### DESCRIPTION OF THE TASK
Turn the records below into a numbered list, starting at the line with "If there is any tree in" and ending at the line with "0, 1, 37, 24", both included. Leave out any blank lines and every line outside that stretch.

### MATERIAL PROVIDED
— begin —
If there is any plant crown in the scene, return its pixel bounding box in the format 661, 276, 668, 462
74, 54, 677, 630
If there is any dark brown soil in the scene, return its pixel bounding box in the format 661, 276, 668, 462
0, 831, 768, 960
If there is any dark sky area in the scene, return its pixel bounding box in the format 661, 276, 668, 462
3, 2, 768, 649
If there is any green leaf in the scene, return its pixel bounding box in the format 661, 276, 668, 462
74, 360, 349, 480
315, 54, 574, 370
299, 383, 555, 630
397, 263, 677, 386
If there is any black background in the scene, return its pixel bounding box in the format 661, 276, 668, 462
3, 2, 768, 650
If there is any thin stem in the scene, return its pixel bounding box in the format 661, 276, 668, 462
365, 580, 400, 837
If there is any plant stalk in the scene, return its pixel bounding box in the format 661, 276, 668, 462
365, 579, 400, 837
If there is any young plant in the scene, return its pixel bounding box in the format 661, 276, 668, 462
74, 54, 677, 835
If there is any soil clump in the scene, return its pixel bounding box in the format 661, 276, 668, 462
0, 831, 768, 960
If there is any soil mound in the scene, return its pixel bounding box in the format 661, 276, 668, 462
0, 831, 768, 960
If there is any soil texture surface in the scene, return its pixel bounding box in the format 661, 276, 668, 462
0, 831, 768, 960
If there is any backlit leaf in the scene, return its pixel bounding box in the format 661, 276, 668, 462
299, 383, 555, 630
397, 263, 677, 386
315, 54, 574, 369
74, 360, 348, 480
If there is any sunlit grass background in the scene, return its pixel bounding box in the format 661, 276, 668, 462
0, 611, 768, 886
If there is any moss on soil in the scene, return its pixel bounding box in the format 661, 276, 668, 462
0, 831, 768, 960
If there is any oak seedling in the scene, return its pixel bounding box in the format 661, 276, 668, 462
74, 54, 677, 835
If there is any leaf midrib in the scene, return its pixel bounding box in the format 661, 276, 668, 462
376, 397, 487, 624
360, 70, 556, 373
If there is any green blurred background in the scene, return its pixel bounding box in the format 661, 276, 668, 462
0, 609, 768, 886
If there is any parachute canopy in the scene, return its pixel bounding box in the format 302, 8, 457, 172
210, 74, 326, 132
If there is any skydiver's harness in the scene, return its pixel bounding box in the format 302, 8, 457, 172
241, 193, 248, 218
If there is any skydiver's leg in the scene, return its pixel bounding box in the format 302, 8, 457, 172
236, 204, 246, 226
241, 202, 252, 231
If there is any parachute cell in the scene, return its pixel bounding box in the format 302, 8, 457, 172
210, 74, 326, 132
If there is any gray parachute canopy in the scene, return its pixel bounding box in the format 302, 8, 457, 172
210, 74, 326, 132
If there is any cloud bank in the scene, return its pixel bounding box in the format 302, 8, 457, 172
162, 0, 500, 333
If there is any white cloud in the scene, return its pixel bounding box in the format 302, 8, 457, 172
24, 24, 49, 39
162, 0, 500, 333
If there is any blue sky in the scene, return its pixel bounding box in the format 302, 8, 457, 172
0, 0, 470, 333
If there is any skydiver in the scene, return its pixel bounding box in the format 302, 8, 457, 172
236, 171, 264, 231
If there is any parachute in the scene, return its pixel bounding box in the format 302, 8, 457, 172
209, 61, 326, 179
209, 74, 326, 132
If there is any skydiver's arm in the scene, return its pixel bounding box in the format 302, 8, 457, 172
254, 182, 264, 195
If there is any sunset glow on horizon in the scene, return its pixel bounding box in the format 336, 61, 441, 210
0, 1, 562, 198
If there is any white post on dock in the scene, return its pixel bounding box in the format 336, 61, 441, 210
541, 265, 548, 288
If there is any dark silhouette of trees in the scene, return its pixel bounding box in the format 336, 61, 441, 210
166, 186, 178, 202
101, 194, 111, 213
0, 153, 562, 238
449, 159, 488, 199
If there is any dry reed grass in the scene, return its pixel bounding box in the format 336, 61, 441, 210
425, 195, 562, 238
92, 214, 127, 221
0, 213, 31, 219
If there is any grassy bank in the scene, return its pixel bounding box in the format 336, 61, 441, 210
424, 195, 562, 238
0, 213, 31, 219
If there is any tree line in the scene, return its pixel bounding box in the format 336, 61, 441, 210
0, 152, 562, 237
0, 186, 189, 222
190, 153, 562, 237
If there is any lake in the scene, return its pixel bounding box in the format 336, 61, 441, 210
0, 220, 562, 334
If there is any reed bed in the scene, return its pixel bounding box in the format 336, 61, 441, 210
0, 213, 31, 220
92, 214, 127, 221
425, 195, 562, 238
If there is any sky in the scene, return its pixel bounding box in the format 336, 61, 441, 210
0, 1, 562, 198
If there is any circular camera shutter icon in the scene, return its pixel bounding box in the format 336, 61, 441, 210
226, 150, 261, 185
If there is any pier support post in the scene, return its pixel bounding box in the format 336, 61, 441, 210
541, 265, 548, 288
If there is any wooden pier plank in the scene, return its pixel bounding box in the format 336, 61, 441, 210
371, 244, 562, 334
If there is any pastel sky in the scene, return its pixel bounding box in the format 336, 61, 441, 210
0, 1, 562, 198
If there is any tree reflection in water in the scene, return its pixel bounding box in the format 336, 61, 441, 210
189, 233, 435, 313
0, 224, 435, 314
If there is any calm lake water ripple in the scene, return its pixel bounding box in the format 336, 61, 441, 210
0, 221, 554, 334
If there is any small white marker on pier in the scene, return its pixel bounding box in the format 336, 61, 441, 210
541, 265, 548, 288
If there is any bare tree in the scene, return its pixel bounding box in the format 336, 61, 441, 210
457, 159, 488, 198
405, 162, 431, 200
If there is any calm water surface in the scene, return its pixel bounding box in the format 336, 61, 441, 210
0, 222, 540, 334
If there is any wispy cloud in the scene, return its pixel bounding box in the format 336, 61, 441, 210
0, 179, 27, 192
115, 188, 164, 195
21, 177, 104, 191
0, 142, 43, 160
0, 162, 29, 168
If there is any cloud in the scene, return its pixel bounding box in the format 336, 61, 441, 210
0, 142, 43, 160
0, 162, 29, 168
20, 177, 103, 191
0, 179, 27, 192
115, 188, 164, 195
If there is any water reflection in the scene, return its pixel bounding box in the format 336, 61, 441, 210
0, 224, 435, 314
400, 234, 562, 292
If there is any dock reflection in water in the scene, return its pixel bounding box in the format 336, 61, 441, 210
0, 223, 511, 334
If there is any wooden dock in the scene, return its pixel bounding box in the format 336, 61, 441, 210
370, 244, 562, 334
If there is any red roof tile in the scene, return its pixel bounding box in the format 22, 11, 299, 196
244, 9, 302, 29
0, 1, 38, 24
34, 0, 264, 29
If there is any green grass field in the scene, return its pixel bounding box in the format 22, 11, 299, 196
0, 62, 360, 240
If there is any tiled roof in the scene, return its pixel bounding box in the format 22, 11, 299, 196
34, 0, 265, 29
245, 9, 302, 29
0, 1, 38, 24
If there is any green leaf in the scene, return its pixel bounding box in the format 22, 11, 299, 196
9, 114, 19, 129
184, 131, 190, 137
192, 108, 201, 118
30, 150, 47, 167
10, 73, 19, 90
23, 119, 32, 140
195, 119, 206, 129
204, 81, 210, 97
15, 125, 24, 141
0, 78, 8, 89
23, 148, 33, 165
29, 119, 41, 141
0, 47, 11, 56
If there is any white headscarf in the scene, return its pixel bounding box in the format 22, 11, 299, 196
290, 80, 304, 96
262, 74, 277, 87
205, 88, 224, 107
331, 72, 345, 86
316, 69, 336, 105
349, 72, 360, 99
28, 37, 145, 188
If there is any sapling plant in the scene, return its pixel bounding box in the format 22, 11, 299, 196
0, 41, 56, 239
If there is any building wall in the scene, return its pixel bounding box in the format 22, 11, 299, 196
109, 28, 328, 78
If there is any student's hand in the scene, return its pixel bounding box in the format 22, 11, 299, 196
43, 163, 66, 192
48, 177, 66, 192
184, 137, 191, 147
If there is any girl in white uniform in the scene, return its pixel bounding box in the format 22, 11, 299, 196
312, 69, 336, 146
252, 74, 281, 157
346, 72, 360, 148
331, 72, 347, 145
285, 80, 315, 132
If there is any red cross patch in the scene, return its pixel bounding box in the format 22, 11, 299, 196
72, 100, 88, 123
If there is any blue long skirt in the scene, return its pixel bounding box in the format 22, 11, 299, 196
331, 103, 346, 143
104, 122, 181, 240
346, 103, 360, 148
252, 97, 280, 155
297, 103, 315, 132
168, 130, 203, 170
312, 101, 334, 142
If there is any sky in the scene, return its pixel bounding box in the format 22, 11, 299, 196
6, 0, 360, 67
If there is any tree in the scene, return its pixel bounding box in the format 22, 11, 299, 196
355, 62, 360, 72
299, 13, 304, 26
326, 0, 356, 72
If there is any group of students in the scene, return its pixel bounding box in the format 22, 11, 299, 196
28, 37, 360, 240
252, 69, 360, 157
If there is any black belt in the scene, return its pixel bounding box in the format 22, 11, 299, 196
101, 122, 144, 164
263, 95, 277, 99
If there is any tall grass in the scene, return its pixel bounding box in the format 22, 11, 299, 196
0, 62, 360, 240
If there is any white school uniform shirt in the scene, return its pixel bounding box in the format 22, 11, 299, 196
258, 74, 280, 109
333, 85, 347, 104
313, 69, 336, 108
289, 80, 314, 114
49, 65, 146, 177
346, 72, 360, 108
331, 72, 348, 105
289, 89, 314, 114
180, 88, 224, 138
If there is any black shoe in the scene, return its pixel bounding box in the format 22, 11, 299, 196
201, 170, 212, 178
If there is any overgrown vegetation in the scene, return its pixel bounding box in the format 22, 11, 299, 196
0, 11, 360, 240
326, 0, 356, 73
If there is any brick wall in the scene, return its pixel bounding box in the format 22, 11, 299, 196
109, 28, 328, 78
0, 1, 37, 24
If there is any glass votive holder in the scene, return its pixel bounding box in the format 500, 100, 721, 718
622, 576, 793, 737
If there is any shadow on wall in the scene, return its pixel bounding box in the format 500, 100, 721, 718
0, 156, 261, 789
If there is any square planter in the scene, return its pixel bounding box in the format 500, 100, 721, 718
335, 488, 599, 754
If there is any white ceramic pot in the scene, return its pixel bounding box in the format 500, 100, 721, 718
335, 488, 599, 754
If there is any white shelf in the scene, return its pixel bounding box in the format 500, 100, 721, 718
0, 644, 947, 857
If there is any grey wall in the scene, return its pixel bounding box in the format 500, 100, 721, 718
— end —
### EXERCISE ANSWER
1. If there is any tree in the scene, return its pixel bounding box in the format 22, 11, 299, 196
2. 355, 62, 360, 72
3. 299, 13, 304, 26
4. 326, 0, 356, 72
5. If there is any group of students in the scene, return its pixel bounding box in the format 22, 11, 299, 196
6. 28, 37, 360, 240
7. 252, 69, 360, 157
8. If there is any black belt in the scene, return its pixel bounding box in the format 22, 11, 299, 196
9. 101, 122, 144, 164
10. 263, 95, 277, 99
11. If there is any tall grass in the scene, return its pixel bounding box in the format 22, 11, 299, 196
12. 0, 62, 360, 240
13. If there is any white school uniform shirt in the scene, return its pixel bounding box in the format 22, 11, 299, 196
14. 258, 74, 280, 109
15. 333, 85, 347, 104
16. 313, 69, 336, 108
17. 289, 80, 314, 114
18. 49, 65, 146, 177
19. 346, 72, 360, 108
20. 331, 72, 348, 105
21. 289, 89, 314, 114
22. 180, 88, 224, 138
23. If there is any black shoe in the scene, return its pixel bounding box in the format 22, 11, 299, 196
24. 201, 170, 212, 178
25. If there is any overgrown vegetation in the scene, return its pixel bounding box in the format 22, 11, 299, 196
26. 0, 11, 360, 240
27. 326, 0, 356, 73
28. If there is any brick wall in the scene, return its pixel bounding box in the format 22, 11, 299, 196
29. 109, 28, 328, 78
30. 0, 1, 37, 24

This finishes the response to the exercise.